22 Giugno 2015

IL PARADISO È PIENO DI PECCATORI PERDONATI

IV
DOMENICA DOPO PENTECOSTE – Anno B

Gen 18,17-2; 19,1.12-13.15.23-29- 1Cor
6,9-12 – Mt 22, 1-14

 

Come è rivestita la tua vita? Di un abito di bontà e
di luce, oppure di noncuranza, chiusure, spine? Questa la domanda che oggi
rivolge a noi tutti invitati alla festa della vita, il Signore, il Rabbi
esperto in banchetti.

Tutto è pronto, venite alle nozze! Per tutti gli inviti rifiutati, per la noncuranza e
l’indifferenza verso te e il tuo vangelo, Kyrie eleison

Andate lungo le strade, agli incroci… Dovunque io sia arrivato, dovunque mi sia fermato, lui
mi raggiunge; per il cuore distratto, Kyrie eleison

Amico, perché non hai l’abito da festa? Per non aver indossato il vangelo, per non averci
provato con convinzione, Kyrie eleison

 

Omelia

 

Entro in me, e mi domando quali sono le mie
raffigurazioni inconsce di Dio, le rappresentazioni sedimentate che ho del
Signore. Come mai sento più forte in me l’immagine del padrone che dice:
gettatelo fuori! Anziché quella di un Re che prepara per tutti una festa? Perché
questa deformazione, slogatura della parabola?  Mi lascio evangelizzare di nuovo.

## COMPITI DA SVOLGERE
[1] Conta le righe dei record che contengono la stringa "brick", rispettando maiuscole e minuscole, e scrivi soltanto il numero.
[2] Continua l'omelia partendo subito dopo l'ultima frase riportata.
I record non hanno alcun legame con l'omelia.

[Dati di annotazione per la localizzazione di oggetti]
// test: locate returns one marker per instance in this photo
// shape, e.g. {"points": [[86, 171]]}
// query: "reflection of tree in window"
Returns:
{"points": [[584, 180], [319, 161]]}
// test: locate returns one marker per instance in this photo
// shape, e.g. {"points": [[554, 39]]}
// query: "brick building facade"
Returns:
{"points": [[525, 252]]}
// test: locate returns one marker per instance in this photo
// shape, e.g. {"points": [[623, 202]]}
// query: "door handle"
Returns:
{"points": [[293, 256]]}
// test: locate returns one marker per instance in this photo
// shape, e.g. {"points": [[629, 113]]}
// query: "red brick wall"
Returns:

## RISPOSTE SCRITTE
[1] 2

[2]
C’è, nella città, una grande
festa di nozze: si sposa il figlio del re, l’erede al trono, eppure nessuno
sembra interessato; nessuno almeno delle persone importanti, quelli che
possiedono terreni, buoi e botteghe.

È la fotografia del
fallimento del re. Che però non si arrende al primo rifiuto, e rilancia l’invito.
Come mai di nuovo nessuno risponde e la festa promessa finisce nel sangue e nel
fuoco? È la storia di Gesù, di Israele, di Gerusalemme…

Succede che gli invitati,
persone serie, presi dai loro affari, dalle liturgie laiche e feroci del lavoro
e del guadagno, dalle cose “importanti” da fare, non hanno tempo da perdere per
le cose ‘secondarie’: le persone, gli incontri, la gioia, la festa, gli affetti!

Schiavi dell’idolo del denaro,
dell’interesse, del guadagno, hanno troppo da fare per riuscire anche a vivere bene.
L’idolo della quantità ha chiesto in sacrificio la qualità della vita.

Dice il vangelo: non se ne curarono, la noncuranza, la mancanza
di attenzione, di passione. Non è forse questo il problema dei problemi,
l’indifferenza verso un Dio diventato irrilevante?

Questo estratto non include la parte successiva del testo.